* Obiettivo *
Formatta tutte le voci seguenti come tabella Markdown con due colonne, «Posizione» per il numero progressivo e «Testo» per la linea. Tralascia le linee vuote.

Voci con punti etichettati
------

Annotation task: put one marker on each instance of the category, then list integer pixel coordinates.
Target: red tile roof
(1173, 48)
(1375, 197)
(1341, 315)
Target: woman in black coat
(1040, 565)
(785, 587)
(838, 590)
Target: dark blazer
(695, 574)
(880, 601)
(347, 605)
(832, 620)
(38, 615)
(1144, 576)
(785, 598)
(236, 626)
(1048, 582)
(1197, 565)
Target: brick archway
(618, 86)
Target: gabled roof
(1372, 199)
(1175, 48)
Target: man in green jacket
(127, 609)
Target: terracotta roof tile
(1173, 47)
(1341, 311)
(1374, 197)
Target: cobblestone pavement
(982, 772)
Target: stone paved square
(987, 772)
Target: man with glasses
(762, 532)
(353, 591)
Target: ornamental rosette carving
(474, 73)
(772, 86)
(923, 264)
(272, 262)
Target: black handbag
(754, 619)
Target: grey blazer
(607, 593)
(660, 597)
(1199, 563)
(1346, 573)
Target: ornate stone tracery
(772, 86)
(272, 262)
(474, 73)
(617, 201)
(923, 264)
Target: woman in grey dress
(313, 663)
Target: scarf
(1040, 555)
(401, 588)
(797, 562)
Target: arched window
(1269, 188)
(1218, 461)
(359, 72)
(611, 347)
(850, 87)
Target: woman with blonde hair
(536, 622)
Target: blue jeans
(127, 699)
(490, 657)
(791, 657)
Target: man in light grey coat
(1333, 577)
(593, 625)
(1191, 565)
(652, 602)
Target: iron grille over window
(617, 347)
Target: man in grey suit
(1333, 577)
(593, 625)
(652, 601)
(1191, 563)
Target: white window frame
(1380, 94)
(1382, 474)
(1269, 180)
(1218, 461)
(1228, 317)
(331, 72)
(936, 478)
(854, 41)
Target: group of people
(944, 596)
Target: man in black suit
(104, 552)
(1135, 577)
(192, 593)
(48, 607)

------

* Risposta completa *
| Posizione | Testo |
|---|---|
| 1 | Annotation task: put one marker on each instance of the category, then list integer pixel coordinates. |
| 2 | Target: red tile roof |
| 3 | (1173, 48) |
| 4 | (1375, 197) |
| 5 | (1341, 315) |
| 6 | Target: woman in black coat |
| 7 | (1040, 565) |
| 8 | (785, 587) |
| 9 | (838, 590) |
| 10 | Target: dark blazer |
| 11 | (695, 574) |
| 12 | (880, 601) |
| 13 | (347, 605) |
| 14 | (832, 620) |
| 15 | (38, 615) |
| 16 | (1144, 576) |
| 17 | (785, 598) |
| 18 | (236, 626) |
| 19 | (1048, 582) |
| 20 | (1197, 565) |
| 21 | Target: brick archway |
| 22 | (618, 86) |
| 23 | Target: gabled roof |
| 24 | (1372, 199) |
| 25 | (1175, 48) |
| 26 | Target: man in green jacket |
| 27 | (127, 609) |
| 28 | Target: terracotta roof tile |
| 29 | (1173, 47) |
| 30 | (1341, 311) |
| 31 | (1374, 197) |
| 32 | Target: cobblestone pavement |
| 33 | (982, 772) |
| 34 | Target: stone paved square |
| 35 | (987, 772) |
| 36 | Target: man with glasses |
| 37 | (762, 532) |
| 38 | (353, 591) |
| 39 | Target: ornamental rosette carving |
| 40 | (474, 73) |
| 41 | (772, 86) |
| 42 | (923, 264) |
| 43 | (272, 262) |
| 44 | Target: black handbag |
| 45 | (754, 619) |
| 46 | Target: grey blazer |
| 47 | (607, 593) |
| 48 | (660, 597) |
| 49 | (1199, 563) |
| 50 | (1346, 573) |
| 51 | Target: ornate stone tracery |
| 52 | (772, 86) |
| 53 | (272, 262) |
| 54 | (474, 73) |
| 55 | (617, 201) |
| 56 | (923, 264) |
| 57 | Target: woman in grey dress |
| 58 | (313, 663) |
| 59 | Target: scarf |
| 60 | (1040, 555) |
| 61 | (401, 588) |
| 62 | (797, 562) |
| 63 | Target: arched window |
| 64 | (1269, 188) |
| 65 | (1218, 461) |
| 66 | (359, 72) |
| 67 | (611, 347) |
| 68 | (850, 87) |
| 69 | Target: woman with blonde hair |
| 70 | (536, 622) |
| 71 | Target: blue jeans |
| 72 | (127, 699) |
| 73 | (490, 657) |
| 74 | (791, 657) |
| 75 | Target: man in light grey coat |
| 76 | (1333, 577) |
| 77 | (593, 625) |
| 78 | (1191, 565) |
| 79 | (652, 602) |
| 80 | Target: iron grille over window |
| 81 | (617, 347) |
| 82 | Target: man in grey suit |
| 83 | (1333, 577) |
| 84 | (593, 625) |
| 85 | (652, 601) |
| 86 | (1191, 563) |
| 87 | Target: white window frame |
| 88 | (1380, 94) |
| 89 | (1382, 474) |
| 90 | (1269, 180) |
| 91 | (1218, 461) |
| 92 | (1228, 317) |
| 93 | (331, 72) |
| 94 | (936, 478) |
| 95 | (854, 41) |
| 96 | Target: group of people |
| 97 | (944, 596) |
| 98 | Target: man in black suit |
| 99 | (104, 552) |
| 100 | (1135, 577) |
| 101 | (192, 593) |
| 102 | (48, 607) |